Retype the lines running from the start of the rows through the line containing "110;92;700;308", including both ends, exactly as they stand. Leave the pictures out of your copy.
::: INPUT DATA
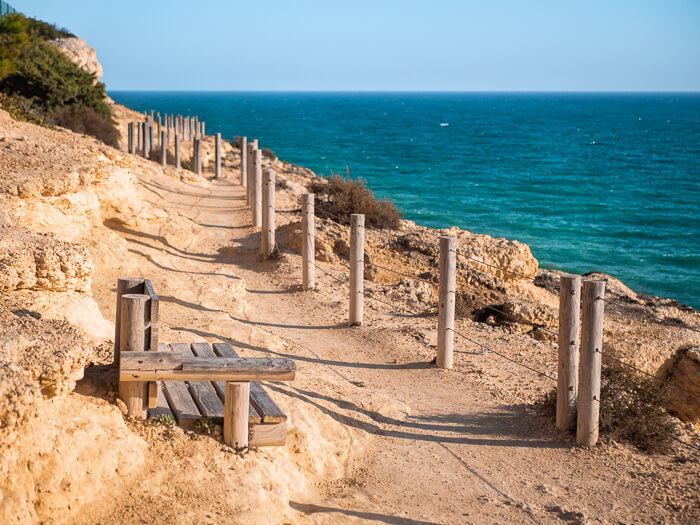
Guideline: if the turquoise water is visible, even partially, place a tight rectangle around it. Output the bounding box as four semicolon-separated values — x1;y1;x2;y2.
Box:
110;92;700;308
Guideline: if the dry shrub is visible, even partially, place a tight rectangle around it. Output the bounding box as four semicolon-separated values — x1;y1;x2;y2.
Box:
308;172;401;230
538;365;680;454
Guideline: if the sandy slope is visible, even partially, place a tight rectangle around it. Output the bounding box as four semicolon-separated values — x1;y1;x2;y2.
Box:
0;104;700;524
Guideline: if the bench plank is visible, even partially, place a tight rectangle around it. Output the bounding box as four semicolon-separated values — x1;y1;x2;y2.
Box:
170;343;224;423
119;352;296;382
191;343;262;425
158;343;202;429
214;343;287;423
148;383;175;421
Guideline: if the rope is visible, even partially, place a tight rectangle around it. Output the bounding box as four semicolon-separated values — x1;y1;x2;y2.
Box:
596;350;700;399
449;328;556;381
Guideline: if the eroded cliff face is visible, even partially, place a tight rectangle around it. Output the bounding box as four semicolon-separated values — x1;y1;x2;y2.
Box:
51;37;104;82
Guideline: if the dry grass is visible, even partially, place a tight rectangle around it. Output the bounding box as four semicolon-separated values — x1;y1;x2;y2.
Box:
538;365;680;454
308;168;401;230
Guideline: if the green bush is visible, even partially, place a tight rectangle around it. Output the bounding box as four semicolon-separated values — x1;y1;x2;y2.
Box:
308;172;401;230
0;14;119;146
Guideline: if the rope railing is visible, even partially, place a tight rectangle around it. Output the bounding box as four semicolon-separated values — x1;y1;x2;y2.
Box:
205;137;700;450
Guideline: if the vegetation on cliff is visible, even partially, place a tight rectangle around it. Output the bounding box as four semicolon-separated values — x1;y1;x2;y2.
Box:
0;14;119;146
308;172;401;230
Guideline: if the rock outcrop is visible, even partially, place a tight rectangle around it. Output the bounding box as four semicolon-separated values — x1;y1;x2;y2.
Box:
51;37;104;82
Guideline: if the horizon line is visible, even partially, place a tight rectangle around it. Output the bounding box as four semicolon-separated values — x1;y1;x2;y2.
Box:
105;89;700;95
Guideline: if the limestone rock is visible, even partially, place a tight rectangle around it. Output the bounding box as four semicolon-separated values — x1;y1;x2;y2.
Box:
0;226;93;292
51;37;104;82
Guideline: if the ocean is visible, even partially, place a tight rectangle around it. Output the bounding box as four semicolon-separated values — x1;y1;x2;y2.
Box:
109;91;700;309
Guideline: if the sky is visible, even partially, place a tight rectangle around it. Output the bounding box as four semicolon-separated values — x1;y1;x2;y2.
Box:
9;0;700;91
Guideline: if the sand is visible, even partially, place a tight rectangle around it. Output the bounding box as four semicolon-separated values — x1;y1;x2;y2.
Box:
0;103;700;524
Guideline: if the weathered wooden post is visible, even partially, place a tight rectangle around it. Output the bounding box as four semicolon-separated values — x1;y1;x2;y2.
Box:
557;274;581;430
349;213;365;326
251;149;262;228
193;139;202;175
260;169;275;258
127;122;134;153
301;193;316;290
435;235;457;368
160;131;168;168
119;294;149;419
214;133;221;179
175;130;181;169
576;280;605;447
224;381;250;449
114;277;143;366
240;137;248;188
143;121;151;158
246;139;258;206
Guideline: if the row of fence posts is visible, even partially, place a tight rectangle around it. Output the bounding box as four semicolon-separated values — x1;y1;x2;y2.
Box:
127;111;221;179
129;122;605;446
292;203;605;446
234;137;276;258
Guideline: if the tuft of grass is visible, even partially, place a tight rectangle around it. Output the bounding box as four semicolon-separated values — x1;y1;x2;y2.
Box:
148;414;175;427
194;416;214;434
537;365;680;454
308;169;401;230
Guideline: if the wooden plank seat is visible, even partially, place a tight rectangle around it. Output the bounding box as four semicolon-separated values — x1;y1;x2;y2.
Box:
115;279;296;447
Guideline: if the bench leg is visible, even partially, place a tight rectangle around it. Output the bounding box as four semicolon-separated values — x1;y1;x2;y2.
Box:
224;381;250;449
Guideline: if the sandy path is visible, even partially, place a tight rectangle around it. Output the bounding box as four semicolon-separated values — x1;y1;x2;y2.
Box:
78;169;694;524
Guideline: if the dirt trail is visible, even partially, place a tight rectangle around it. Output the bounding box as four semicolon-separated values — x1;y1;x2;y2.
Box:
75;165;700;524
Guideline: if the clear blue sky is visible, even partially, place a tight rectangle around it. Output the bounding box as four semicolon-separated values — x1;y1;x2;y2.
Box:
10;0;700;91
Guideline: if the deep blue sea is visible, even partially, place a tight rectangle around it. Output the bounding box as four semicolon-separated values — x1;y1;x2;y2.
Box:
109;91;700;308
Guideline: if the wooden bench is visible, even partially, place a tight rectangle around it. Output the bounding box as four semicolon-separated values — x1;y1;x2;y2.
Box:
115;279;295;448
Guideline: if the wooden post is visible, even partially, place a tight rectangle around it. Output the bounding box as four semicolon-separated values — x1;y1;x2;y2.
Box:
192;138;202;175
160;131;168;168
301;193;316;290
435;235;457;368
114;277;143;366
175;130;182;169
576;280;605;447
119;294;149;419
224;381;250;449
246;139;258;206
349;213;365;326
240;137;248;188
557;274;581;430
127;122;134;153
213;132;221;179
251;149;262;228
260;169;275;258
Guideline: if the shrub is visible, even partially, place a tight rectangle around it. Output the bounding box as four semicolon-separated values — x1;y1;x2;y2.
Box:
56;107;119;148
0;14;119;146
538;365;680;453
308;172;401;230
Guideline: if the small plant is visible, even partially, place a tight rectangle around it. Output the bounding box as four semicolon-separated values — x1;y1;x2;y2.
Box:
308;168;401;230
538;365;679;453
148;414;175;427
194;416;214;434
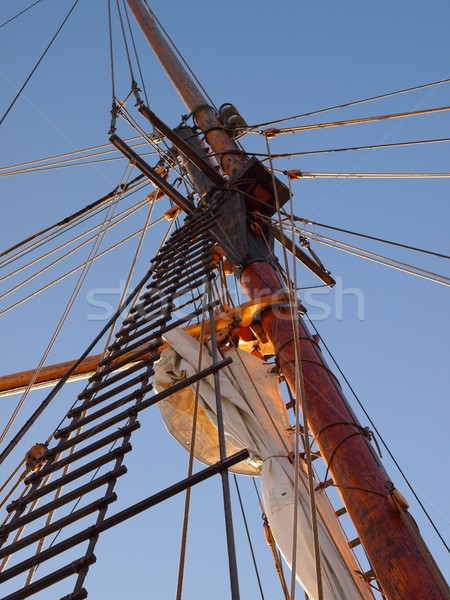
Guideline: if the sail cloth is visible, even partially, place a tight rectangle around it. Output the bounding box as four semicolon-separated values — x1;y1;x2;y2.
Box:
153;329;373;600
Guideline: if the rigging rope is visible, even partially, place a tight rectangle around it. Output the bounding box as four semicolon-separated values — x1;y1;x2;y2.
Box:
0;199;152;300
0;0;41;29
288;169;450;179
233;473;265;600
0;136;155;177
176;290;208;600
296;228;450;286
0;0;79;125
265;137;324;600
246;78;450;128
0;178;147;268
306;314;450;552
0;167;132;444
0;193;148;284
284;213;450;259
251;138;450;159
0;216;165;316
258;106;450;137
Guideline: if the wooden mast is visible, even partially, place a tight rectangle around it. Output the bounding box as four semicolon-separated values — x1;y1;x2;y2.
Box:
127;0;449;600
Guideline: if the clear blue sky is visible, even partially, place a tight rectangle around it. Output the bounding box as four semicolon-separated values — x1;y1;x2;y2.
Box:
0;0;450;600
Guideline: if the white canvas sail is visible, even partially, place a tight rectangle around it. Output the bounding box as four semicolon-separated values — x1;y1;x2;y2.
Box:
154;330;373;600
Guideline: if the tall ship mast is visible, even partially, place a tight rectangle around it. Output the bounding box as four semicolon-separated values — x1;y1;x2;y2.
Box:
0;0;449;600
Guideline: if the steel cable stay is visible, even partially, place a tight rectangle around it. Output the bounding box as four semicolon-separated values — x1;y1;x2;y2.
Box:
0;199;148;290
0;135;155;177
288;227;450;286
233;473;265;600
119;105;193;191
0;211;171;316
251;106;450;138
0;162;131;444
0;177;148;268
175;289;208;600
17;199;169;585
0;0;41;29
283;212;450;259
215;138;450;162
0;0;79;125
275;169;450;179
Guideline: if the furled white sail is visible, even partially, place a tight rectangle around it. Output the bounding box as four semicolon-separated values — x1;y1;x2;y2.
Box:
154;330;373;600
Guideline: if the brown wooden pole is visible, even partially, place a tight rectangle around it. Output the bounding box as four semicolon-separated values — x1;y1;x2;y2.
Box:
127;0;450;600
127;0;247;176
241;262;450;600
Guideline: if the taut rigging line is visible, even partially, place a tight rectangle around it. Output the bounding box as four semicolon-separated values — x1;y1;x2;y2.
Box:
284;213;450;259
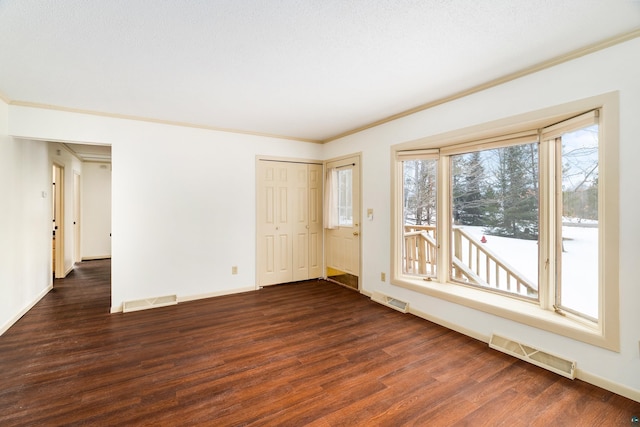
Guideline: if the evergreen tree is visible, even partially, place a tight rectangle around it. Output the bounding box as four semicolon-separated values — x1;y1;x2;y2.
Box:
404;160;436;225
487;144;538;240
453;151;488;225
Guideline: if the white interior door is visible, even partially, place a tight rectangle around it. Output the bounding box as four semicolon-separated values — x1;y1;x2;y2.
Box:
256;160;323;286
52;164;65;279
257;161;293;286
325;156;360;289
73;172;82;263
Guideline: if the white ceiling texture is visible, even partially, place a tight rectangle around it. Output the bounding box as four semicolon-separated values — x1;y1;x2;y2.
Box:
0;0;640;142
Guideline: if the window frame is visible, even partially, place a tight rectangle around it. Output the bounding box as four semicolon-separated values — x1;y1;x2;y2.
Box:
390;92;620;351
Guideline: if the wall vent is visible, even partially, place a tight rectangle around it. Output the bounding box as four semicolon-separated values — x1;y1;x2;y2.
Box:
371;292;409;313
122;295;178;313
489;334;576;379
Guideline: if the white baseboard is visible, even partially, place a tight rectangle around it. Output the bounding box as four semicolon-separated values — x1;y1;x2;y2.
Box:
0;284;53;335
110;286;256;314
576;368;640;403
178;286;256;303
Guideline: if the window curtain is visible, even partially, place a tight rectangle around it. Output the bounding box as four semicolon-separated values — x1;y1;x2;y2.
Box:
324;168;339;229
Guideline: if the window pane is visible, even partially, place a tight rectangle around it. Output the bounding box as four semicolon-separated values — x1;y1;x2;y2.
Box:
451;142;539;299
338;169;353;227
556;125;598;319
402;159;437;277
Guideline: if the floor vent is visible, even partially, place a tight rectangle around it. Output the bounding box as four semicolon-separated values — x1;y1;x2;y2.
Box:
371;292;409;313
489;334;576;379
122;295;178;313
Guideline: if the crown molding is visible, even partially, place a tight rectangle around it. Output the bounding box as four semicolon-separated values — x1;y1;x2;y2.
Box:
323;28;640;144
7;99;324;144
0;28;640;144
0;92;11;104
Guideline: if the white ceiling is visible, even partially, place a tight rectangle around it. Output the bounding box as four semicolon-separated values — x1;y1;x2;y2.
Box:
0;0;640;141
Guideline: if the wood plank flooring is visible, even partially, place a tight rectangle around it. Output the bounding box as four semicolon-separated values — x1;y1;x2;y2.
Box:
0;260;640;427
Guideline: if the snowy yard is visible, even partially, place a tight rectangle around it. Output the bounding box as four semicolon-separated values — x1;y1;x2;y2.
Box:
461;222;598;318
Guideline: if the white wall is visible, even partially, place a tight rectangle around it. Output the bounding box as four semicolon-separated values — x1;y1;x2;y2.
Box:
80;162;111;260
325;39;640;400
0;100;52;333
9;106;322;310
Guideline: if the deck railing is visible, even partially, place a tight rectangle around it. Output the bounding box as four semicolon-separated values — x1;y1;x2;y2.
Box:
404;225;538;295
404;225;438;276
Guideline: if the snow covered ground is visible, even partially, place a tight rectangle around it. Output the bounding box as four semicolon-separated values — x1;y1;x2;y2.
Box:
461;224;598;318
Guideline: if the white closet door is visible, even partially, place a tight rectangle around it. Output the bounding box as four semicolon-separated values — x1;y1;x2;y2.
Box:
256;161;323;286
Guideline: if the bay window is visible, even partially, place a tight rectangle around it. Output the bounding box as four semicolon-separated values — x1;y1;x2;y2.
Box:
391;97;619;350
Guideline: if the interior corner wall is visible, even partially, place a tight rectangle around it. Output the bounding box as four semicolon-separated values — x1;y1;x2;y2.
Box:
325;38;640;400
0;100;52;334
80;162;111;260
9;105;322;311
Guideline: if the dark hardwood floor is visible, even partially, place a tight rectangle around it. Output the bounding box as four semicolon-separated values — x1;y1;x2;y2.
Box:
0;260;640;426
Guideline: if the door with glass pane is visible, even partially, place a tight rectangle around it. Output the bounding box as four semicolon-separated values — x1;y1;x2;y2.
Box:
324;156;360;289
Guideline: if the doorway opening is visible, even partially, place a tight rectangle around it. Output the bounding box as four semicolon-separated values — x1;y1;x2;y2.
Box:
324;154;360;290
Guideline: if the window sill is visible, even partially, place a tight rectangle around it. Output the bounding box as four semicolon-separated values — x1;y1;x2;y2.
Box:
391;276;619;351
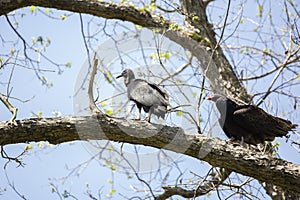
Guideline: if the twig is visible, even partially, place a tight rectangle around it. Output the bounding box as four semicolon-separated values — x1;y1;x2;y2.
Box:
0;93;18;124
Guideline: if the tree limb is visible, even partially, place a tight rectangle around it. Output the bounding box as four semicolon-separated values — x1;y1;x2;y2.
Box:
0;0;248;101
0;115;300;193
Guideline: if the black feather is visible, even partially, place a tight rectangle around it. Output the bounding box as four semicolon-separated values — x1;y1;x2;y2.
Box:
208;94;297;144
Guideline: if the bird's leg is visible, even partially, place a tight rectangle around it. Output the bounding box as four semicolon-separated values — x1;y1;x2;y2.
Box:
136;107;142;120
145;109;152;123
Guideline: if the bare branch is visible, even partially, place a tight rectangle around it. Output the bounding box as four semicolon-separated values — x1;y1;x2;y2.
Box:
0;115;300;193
::::::
**SOLUTION TO THIS EXERCISE**
Guideline: if the turquoise water is visible, even partially, place a tight rectangle around it. Output the bounding box as four semicolon-separated values — x1;y1;x2;y2.
Box:
110;92;700;308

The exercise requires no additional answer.